_What to produce_
Look through the entries for the string "rear" and copy every line where it shows up.

_Extracted information_
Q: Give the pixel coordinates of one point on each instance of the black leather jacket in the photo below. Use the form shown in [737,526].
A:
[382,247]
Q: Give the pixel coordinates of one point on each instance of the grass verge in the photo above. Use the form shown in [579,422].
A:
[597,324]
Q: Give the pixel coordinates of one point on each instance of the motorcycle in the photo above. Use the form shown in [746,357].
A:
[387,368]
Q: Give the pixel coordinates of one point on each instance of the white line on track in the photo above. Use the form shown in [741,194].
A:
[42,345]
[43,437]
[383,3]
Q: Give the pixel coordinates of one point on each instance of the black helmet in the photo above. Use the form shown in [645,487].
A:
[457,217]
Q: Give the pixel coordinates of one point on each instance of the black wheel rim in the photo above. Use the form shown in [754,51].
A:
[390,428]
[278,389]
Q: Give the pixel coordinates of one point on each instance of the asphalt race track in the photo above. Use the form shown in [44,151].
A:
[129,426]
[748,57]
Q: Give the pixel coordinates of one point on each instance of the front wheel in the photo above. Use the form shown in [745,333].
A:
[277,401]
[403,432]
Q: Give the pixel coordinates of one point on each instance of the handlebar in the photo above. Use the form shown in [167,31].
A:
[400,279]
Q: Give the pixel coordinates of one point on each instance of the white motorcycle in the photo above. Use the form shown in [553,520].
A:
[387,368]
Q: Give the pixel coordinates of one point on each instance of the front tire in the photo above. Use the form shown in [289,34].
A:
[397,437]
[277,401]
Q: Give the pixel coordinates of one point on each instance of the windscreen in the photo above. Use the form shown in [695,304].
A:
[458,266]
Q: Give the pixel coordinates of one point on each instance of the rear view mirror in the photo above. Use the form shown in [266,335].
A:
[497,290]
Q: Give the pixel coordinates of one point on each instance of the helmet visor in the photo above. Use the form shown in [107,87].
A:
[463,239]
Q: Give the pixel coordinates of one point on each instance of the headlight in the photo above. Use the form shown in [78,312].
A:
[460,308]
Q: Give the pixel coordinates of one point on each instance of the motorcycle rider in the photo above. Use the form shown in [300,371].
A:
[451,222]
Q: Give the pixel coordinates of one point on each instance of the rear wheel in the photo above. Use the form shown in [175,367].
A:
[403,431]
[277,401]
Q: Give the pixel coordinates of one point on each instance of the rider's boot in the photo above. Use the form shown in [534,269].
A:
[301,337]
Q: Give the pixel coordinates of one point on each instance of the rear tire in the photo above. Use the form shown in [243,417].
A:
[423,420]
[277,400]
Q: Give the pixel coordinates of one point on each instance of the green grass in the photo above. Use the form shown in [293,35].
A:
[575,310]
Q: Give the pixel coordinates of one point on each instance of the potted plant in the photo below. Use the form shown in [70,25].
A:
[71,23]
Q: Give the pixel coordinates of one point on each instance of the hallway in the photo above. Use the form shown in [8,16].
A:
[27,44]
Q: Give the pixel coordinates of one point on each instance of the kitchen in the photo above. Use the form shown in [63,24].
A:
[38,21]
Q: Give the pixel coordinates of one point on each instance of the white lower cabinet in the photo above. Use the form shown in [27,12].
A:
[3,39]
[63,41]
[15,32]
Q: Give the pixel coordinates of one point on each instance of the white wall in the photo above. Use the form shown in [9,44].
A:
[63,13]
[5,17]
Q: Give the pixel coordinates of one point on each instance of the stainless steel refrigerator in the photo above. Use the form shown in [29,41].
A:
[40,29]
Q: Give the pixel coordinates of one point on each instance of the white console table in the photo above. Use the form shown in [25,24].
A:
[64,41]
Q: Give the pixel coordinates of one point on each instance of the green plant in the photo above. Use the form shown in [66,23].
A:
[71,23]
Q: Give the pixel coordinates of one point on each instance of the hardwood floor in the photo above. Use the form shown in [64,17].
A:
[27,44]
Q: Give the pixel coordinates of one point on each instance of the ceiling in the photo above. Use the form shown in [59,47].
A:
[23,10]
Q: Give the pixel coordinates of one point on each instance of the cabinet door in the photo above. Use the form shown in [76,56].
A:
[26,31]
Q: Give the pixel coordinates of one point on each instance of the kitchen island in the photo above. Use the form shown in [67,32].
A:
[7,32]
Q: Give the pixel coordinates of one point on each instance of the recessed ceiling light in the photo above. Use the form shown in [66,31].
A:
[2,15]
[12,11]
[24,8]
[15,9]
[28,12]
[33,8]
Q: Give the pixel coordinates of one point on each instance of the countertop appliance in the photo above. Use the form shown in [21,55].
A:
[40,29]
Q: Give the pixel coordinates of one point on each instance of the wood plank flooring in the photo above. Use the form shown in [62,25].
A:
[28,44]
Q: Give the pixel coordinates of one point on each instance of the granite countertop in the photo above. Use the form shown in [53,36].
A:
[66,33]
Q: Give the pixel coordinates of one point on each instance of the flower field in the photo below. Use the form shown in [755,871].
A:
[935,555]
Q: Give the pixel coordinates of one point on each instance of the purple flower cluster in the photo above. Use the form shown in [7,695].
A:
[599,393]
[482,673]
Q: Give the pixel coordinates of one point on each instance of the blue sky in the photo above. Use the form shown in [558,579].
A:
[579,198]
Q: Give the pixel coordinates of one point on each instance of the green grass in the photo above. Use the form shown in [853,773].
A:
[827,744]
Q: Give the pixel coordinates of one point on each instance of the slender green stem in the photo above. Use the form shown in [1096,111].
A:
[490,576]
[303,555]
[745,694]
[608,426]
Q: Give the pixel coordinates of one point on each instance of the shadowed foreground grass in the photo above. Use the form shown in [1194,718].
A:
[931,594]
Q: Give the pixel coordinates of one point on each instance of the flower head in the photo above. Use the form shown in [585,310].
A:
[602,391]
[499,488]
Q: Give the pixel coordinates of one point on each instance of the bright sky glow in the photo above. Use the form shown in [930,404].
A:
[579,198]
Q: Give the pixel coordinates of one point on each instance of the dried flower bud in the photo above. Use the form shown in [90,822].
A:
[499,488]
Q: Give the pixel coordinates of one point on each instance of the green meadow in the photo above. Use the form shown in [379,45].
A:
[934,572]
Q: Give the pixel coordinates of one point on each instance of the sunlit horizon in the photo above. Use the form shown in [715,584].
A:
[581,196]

_Solution to this problem_
Q: Give the pixel coordinates of one point on each instance of the rear view mirror in the photo above. Use the form shown in [266,335].
Q: Give the pixel coordinates of one point on each instance of the rear wheel in the photo above. Use the form shown in [175,367].
Q: Give the pixel coordinates of one point on each instance of the rear tire in the photo above. Use the form shown in [243,417].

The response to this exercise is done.